**Exercise goal:** Copy out every line of the records that contains the word "negative", matching case exactly.

**Source material:**
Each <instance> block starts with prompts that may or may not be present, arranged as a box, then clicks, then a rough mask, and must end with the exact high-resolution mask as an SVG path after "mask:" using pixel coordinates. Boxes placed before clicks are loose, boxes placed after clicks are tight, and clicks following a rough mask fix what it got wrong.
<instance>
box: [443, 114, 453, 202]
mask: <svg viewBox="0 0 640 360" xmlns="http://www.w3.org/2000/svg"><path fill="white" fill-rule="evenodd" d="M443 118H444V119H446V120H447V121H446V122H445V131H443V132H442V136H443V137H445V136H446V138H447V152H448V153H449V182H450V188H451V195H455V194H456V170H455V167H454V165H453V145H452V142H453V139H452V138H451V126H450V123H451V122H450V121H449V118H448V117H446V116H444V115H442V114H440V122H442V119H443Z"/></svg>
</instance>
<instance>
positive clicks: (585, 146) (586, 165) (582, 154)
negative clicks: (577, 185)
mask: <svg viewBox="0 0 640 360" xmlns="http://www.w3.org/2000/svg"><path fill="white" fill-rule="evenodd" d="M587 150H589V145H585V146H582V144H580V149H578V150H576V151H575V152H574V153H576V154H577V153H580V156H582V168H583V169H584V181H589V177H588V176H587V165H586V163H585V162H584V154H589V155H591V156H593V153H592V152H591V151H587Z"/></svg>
---
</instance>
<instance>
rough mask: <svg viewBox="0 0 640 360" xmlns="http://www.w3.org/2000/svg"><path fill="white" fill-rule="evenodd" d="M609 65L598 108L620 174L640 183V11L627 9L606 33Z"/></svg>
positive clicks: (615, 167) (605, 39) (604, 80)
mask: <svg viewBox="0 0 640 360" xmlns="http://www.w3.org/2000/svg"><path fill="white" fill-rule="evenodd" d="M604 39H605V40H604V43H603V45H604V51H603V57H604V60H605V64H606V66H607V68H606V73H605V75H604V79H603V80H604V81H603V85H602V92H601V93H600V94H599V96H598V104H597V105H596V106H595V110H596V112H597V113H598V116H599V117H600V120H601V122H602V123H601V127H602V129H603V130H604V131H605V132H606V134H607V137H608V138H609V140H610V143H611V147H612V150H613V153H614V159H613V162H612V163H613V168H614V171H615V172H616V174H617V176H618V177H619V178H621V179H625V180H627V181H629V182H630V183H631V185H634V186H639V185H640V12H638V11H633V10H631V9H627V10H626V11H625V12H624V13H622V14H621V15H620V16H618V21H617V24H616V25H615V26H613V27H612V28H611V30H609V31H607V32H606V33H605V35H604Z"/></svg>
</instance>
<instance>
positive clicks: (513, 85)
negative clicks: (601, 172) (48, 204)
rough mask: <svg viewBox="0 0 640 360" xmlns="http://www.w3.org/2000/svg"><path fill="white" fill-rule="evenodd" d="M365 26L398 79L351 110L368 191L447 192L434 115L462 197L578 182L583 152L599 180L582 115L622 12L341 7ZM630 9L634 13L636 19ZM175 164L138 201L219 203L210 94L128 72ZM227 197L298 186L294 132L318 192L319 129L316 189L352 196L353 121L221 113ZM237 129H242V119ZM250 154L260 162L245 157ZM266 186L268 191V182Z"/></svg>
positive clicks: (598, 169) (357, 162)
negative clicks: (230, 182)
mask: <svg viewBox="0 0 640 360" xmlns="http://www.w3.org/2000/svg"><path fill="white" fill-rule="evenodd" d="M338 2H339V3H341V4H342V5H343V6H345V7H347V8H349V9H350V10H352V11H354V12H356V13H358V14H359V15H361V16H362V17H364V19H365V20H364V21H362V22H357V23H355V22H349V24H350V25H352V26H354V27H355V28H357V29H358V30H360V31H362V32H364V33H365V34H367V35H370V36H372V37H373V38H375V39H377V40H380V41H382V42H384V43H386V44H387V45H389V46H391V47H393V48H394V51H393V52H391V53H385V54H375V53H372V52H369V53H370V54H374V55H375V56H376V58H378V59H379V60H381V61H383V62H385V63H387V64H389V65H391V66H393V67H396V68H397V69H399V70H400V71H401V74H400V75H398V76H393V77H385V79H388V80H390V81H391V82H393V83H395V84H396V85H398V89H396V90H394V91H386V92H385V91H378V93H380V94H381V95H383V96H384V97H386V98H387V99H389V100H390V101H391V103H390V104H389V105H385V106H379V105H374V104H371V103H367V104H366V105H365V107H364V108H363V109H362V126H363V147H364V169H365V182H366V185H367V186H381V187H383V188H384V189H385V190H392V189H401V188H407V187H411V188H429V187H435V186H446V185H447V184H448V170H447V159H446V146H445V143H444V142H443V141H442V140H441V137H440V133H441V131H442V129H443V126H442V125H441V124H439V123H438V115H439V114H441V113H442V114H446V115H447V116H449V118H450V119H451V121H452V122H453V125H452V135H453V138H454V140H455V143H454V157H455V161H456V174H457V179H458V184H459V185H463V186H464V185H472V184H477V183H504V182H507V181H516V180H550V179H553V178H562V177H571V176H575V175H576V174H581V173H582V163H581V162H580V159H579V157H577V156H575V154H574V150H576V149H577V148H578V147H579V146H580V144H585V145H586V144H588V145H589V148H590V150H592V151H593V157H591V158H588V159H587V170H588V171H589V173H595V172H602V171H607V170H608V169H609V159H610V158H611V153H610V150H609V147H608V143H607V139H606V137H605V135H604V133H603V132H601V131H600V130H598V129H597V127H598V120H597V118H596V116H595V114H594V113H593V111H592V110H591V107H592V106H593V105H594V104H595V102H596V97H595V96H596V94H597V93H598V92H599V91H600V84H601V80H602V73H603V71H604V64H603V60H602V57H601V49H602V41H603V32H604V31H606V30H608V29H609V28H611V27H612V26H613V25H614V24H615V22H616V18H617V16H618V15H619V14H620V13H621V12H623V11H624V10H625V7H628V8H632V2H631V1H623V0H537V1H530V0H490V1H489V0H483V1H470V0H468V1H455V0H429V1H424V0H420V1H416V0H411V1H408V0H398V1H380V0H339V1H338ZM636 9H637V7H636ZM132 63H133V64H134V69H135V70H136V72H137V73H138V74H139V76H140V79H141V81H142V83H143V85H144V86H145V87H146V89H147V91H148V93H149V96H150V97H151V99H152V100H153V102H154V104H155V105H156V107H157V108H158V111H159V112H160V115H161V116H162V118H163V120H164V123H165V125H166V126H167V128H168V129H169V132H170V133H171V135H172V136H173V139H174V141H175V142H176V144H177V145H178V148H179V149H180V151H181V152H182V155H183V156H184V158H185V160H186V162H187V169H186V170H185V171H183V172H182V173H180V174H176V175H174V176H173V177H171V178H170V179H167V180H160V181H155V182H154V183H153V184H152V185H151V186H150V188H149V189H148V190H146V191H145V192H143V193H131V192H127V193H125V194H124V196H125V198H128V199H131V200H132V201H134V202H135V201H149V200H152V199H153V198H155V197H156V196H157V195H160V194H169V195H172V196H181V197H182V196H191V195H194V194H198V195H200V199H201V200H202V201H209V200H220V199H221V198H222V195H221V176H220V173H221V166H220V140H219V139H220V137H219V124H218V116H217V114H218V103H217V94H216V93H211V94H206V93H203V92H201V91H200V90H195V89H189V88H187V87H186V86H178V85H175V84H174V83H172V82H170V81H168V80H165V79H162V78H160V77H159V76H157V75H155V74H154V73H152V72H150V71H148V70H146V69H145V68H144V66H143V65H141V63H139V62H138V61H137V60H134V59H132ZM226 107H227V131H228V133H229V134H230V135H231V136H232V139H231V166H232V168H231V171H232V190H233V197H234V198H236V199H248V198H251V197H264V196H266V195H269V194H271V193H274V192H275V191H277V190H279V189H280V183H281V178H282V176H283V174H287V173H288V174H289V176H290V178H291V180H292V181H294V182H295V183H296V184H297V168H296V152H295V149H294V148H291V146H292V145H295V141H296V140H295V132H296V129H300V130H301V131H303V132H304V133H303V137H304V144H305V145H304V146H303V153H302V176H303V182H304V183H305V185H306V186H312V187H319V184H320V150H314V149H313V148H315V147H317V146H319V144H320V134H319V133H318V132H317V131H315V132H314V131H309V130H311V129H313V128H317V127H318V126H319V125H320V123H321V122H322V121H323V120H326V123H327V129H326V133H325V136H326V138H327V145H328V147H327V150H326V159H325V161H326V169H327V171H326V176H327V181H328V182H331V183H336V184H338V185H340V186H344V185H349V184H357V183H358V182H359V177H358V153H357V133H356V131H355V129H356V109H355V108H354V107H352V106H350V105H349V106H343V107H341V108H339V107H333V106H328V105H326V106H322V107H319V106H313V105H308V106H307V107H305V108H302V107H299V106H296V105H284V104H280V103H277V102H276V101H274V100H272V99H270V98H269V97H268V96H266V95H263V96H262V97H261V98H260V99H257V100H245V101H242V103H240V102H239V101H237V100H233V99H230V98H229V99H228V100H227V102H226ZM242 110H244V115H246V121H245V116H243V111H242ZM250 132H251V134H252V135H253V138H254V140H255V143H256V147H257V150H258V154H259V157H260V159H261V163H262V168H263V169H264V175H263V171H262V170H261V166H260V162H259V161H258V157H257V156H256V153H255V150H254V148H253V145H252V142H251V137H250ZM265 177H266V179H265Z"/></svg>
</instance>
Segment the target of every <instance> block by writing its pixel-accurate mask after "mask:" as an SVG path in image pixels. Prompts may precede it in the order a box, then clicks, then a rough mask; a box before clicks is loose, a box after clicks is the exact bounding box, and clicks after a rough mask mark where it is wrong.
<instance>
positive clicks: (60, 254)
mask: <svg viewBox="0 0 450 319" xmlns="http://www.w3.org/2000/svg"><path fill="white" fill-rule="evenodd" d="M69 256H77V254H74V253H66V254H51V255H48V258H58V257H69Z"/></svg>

**Answer area:**
negative clicks: (577, 185)
negative clicks: (601, 172) (48, 204)
negative clicks: (230, 182)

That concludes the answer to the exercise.